Then I asked myself, When was the last time I listened?

Talking is communication; listening is connection.

The Oxford dictionaries define communication as “the imparting or exchanging of information by speaking, writing, or using some other medium”.

The above definition sounds quite familiar and correct, right? We know communication to be an exchange of words or information, which from the get-go alerts us that because this is an exchange, “I have got to have something,” and that something we have all assumed to be thought, which comes out as a word.

I always have something to say or contribute in order to feel like I am contributing fairly to the communication exchange. Some of you will say no, not really, Fundi; you don’t have to say anything.

And I think most people are the opposite of me — they don’t find the need to say anything. But do they listen? I will actually be honest and say that listening is one of the characteristics I could improve on. I can listen…for about 10 minutes max, but if your story is longer and there’s no end goal or climax, then I tend to lose focus, and I usually always try to keep the interest by asking questions, which excuses my lack of listening - you are still talking but just to my mind’s interest and not really what you might have wanted to communicate.

Call it ADHD or another concentration deficiency, but being a talker, even a louder one, does not guarantee any connection. Although I can still be classified as a great communicator, I haven’t captured the essence of communication to make connections. Neither have I been in enough engagements where I am being conversed with to be heard, seen, and valued.

Given material:
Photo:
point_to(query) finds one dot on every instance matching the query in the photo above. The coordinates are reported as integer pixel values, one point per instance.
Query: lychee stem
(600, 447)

Instructions to follow:
Continue the piece above on talking versus listening, picking up right after its final sentence.

The reply:
Connected Without Connection: Loneliness

Let’s get to listening. Another assumed action that people, including myself, rarely participate in. What is listening compared to hearing? Why do I feel so lonely yet engage in daily communication with people? Who listens to me? Who do I listen to?

It’s impossible to imagine a connection without communication, or maybe we have turned to a state of thinking that communication automatically means connections. Psych Central defines connection as “when two or more people interact with each other and each person feels valued, seen, and heard.” So when I thought I was misunderstood, I asked myself: Do the people I communicate with feel valued? Feel Seen? Feel heard? After asking those, I then rhetorically asked myself if I felt seen, heard, and/or valued.

Unfortunately, none of my answers were directly proportional, and this is where the actual misunderstanding is. It isn’t in the people; it’s in the actual concept of communication. Making people feel seen, heard, and valued does not automatically make you feel the same, or vice versa.

A lot of what I thought was me being misunderstood was me engaging in communications that offered no connection for me, even though the other party might have felt connected.

I’m lonely, but I am still a communicator…

Besides being a professional communicator by profession, my daily life requires me to communicate a lot. Whether it’s clients, schoolmates, colleagues, family, or other associates, my call log gets more exercise than I do.

And at my busiest, I felt my most lonely.

Because you can’t get connection from transactional communication — doing sales and proposals — and real connection passes you by when transactional communication is your focus and mode of survival. Too many calls to listen to what people want and require of you may distract you from knowing the importance of being listened to.

At my busiest, I faced my greatest losses.

No one knew; no one caught me. And even with the slightest idea, no one opened an ear without judgement for what was next.

I was not misunderstood; I just had not spoken to be listened to.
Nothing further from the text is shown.